(Region pointing data)
※ ※ ※
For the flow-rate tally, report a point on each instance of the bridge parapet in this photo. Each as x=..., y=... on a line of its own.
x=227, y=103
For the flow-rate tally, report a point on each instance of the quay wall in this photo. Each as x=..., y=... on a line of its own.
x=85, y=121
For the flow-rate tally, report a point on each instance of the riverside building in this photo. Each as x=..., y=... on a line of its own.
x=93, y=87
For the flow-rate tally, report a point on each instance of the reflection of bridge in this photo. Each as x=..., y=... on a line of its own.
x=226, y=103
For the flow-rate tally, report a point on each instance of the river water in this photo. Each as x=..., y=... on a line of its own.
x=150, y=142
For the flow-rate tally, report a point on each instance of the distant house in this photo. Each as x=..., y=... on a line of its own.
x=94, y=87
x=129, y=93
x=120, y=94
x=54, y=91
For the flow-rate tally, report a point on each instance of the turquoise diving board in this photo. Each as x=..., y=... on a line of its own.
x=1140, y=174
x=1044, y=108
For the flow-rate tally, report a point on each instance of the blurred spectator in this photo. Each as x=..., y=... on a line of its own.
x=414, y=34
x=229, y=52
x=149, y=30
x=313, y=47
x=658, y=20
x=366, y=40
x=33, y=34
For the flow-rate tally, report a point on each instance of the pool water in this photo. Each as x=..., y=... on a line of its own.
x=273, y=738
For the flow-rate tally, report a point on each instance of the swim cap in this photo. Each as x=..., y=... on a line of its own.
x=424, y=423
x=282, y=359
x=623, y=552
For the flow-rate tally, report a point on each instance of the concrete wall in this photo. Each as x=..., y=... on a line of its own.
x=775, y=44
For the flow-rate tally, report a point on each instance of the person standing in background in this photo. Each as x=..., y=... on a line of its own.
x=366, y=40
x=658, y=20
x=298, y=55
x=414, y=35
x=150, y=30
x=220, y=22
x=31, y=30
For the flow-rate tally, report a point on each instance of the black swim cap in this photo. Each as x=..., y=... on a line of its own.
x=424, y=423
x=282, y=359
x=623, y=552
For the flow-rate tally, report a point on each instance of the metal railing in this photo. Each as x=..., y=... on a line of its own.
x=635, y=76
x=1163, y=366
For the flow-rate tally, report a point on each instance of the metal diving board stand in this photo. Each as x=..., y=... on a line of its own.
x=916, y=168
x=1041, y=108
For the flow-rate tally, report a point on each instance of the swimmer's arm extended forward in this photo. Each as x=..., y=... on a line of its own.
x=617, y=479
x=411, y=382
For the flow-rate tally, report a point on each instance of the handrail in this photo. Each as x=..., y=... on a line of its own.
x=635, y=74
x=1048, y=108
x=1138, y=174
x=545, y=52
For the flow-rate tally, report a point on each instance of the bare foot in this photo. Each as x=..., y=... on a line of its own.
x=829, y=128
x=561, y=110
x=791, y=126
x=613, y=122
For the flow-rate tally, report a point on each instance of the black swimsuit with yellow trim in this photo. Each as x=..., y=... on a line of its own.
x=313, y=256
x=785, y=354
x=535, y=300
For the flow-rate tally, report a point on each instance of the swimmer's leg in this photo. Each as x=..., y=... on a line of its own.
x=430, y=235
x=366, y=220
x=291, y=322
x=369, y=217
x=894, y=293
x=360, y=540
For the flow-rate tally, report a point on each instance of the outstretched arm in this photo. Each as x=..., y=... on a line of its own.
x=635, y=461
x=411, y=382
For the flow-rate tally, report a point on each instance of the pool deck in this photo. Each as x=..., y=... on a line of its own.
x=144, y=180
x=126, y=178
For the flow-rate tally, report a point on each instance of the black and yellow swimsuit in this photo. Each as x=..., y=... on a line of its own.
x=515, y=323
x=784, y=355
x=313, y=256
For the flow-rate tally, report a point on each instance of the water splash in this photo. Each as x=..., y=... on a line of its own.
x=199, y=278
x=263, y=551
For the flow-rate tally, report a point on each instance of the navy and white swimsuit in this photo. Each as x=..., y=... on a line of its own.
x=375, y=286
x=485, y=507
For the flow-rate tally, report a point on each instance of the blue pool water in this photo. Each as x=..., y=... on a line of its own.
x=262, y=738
※ ※ ※
### TASK ITEM
The required result is a verbatim copy of all the entries.

### OUTPUT OF THE EXERCISE
For the flow-rate tally, report a point on each instance of the bridge parapet in this photo. Each as x=..., y=... on a line of its own.
x=227, y=103
For the flow-rate tally, report a point on each instance of the quay wall in this photo. Each as x=..., y=... on a line of its own.
x=85, y=121
For the flow-rate tally, report a point on each instance of the riverside building in this photo. Each as x=..., y=... on a line of its own.
x=93, y=87
For the flow-rate tally, report a point on each instance of the reflection of bridge in this photo. Each as x=..., y=... on a line of its own.
x=226, y=103
For the flow-rate tally, report a point on each instance of the river water in this photo. Each as x=..., y=... on a line of its own.
x=150, y=142
For the flow-rate tally, report a point on each instance of the distant house in this photo. Each as x=..., y=... on a line of its own.
x=94, y=87
x=129, y=93
x=120, y=94
x=54, y=91
For the flow-rate tally, report a point on each instance of the turquoise diving board in this photo. Each as x=..., y=... on a line of its own.
x=1140, y=174
x=1044, y=108
For the flow-rate tally, report a point on each instance of the blurred spectator in this photo. Each as x=..., y=... on a line of its own.
x=414, y=34
x=229, y=52
x=149, y=30
x=313, y=47
x=658, y=20
x=366, y=40
x=33, y=34
For the flow-rate tally, report a point on each instance of the pool water in this photo. Each as x=..., y=... on a line of its own.
x=273, y=738
For the flow-rate tally, report a point on each instance of the swim cap in this photo. Each as x=..., y=... on a line of its own.
x=424, y=423
x=282, y=359
x=623, y=552
For the flow-rate tally, report a point on each instance of the concrete wall in this photo. Each as x=..., y=... on a line of its own.
x=775, y=44
For the flow-rate tally, report a point on each instance of the person standing in background in this photo. Each as x=..., y=... on a line of its own.
x=366, y=40
x=658, y=20
x=298, y=55
x=414, y=35
x=150, y=30
x=220, y=22
x=31, y=30
For the flow-rate tally, report a point on each instance of the black swim cap in this photo. Each as x=..., y=... on a line of its own.
x=424, y=423
x=282, y=359
x=623, y=552
For the flow-rate tally, report a point on each instance of the metal railing in this photo. Each as x=..., y=... on a line of its own.
x=635, y=76
x=1163, y=366
For the flow-rate tally, report a point on each instance of the metal diving board stand in this photo. Each as x=..., y=... on a line of its own.
x=916, y=168
x=1041, y=108
For the flow-rate tally, report a point on each instance of the swimmer's arm extended forward in this photo. Each as x=..., y=... on a line of its own.
x=617, y=479
x=411, y=382
For the flow-rate tally, report a point on each instance of the handrail in this photo. Each as x=..., y=... on a line of its own.
x=635, y=74
x=1048, y=108
x=1138, y=174
x=545, y=52
For the flow-rate tally, report a point on each instance of the bare foot in this photo. Each as x=..., y=... on a line of its own.
x=829, y=128
x=561, y=110
x=791, y=126
x=613, y=122
For the flow-rate tally, report a point on each instance of the black swimsuit with yellow trim in this photo. Each as x=..., y=... on a line of its own.
x=313, y=256
x=785, y=354
x=535, y=300
For the flow-rate tally, report a point on each instance of the swimmer's leg in this photo. Each as x=..., y=... on a line of its own.
x=430, y=235
x=366, y=220
x=291, y=322
x=369, y=217
x=894, y=293
x=360, y=540
For the flow-rate tally, report a point on each instance of the outstretched arm in this photo. Each as x=..., y=... on a line of its own.
x=635, y=461
x=411, y=382
For the flow-rate tally, report a point on each instance of the pool deck in this photo. Each as x=..., y=... on a line of its own.
x=144, y=180
x=126, y=178
For the flow-rate tally, report a point on each instance of the black and yellow swimsuit in this photo. Each as x=..., y=... on a line of its own.
x=515, y=323
x=784, y=355
x=313, y=256
For the flow-rate tally, report a point on each instance of the water splash in this photo. Each as x=..., y=... on a line of its own.
x=199, y=278
x=263, y=551
For the flow-rate tally, report a point on each instance of the navy and white swimsuit in this photo. Each as x=..., y=... on a line of its own.
x=375, y=286
x=485, y=507
For the flow-rate tally, report a point on each instance of the blue pool water in this photo. Each as x=..., y=... on a line of its own.
x=262, y=738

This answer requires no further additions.